Selected text START

There’s been a lot in the news today about the terrorist attacks in the U.S. five years ago. As I listened to interviews of victims’ families and friends, I tried to imagine what it must have felt like to be standing at the window of an office in the World Trade Center tower after a plane had hit it. Would I accept that death was imminent and calmly resign myself to my fate? Would I run around in a blind panic trying to get out somehow? Would I pre-empt fate and jump out the window?
And what about the people on the plane that crashed into a field instead of its intended target? The passengers fought the hijackers and forced the plane down before it could get to a populated city and kill more people. Would I have tried to kill the hijackers to save more lives, even if it meant sure death for me? Would I have clung to hope that I’d get out of it alive?
I can’t imagine what mind-boggling terror and panic those people must have felt, knowing for sure they were going to die any second. They didn’t even have time to think about what was happening to them.

Selected text END
Recorded information START

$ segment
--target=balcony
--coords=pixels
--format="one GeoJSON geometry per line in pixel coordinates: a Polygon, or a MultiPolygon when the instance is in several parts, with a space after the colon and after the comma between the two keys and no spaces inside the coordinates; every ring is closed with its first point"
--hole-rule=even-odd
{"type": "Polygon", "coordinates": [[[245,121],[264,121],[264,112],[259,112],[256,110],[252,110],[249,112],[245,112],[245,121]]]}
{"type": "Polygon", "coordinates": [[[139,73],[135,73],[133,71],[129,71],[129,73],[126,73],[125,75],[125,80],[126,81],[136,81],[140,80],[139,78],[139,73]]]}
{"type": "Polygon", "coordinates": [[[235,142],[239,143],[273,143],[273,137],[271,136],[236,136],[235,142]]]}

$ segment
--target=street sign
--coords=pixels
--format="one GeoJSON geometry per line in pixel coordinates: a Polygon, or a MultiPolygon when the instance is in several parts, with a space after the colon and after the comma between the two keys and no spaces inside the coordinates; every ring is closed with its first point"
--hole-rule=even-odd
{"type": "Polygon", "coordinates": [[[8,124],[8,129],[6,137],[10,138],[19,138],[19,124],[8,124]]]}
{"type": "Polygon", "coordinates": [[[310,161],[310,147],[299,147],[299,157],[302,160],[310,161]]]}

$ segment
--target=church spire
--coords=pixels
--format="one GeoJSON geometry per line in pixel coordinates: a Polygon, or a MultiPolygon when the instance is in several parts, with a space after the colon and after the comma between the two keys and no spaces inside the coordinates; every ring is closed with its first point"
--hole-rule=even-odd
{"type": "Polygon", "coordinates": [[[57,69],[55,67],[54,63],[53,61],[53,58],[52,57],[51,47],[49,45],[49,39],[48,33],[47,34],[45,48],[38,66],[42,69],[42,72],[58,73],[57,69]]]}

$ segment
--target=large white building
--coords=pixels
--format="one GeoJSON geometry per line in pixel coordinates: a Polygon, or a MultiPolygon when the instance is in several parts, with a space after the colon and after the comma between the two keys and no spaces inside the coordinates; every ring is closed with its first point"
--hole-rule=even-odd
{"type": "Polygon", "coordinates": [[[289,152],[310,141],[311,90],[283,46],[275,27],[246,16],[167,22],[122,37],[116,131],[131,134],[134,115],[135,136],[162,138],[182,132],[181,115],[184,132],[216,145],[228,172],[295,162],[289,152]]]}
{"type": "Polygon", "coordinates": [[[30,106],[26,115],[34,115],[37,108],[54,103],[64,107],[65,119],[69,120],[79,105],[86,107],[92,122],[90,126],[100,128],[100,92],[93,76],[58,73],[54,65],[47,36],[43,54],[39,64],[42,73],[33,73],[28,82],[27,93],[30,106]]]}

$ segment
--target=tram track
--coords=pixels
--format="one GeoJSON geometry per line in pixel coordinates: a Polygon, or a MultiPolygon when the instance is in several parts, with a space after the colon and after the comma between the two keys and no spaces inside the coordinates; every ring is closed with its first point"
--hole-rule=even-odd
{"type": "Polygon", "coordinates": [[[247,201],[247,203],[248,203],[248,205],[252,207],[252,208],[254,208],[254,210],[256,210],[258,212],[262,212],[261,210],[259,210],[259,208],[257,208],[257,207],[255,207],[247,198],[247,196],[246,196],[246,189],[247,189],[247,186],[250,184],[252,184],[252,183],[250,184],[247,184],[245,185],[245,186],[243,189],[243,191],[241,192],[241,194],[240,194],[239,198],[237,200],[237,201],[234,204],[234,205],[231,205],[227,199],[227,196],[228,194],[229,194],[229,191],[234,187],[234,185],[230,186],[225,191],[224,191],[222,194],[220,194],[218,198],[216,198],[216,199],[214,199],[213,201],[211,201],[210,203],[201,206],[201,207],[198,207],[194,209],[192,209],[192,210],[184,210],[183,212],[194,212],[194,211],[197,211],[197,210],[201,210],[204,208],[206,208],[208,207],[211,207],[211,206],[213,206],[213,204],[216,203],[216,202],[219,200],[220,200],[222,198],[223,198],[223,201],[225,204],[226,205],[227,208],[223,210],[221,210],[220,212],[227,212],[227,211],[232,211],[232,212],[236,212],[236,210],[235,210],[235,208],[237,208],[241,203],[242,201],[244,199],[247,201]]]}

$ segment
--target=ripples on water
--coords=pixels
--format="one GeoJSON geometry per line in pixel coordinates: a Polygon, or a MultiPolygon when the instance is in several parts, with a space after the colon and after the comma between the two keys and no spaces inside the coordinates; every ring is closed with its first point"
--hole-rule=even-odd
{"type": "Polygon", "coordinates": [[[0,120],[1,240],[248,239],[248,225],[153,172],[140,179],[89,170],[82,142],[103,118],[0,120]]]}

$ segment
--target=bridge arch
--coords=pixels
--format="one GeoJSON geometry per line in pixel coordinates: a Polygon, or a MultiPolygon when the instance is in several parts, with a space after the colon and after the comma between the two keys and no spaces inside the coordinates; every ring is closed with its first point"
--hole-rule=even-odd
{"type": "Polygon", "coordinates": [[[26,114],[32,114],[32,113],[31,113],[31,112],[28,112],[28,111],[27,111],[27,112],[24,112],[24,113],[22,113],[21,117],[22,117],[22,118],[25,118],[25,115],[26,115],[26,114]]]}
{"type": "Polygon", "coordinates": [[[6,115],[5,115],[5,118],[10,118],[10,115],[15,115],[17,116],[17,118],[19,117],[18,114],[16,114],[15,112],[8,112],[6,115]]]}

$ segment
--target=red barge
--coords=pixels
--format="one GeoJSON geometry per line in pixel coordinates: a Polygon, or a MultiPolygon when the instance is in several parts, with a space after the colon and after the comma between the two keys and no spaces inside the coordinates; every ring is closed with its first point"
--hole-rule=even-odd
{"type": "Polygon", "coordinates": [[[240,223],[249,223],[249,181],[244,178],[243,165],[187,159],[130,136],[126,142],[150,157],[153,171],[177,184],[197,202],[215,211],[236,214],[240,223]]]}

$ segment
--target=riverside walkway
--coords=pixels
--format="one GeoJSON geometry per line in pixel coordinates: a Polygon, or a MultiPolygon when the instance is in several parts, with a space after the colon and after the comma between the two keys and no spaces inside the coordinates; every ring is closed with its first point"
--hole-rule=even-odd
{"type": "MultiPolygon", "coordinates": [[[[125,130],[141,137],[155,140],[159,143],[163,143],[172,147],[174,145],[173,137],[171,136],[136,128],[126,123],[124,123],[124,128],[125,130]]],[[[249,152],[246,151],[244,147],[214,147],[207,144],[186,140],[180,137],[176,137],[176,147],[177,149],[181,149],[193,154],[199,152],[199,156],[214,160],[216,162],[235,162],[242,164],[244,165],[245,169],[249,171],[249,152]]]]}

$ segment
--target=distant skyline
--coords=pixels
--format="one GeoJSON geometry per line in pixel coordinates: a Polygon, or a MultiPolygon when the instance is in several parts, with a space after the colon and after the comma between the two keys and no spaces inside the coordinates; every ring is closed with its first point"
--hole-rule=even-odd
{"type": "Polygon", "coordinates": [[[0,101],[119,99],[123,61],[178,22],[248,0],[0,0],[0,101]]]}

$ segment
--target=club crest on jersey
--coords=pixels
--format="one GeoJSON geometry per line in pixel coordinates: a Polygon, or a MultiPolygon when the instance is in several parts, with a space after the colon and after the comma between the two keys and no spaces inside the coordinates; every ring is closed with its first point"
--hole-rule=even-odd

Recorded information END

● **Problems to work on**
1. According to the piece about the terrorist attacks, how many years earlier did the attacks happen?
2. Proceed with the piece about the terrorist attacks, picking up right after its last sentence.
The listing stands apart from the piece about the terrorist attacks.

● **Per-task outputs**
1. Five years earlier.

2.
I know my days are numbered, but I have time to keep living a normal life, and even have the hope that I’ll live to a pretty decent life span. There are times I imagine what it might be like if my cancer comes back and no treatment will fix me. There I’d be in my hospital bed, knowing I had only hours or minutes left. I think I might panic. I’d want to cling to my kids and not let them go. But for their sake, I know I should put on a brave face and smile and leave them with a happy memory of my last moments. But knowing I’d never see them again, knowing they’d have to grow up without me, knowing that I was heading to a great unknown, I think I’d panic. I hope, though, that I’ll have the sense to jump out the window like some of the people in the World Trade Center towers did -- figuratively, of course.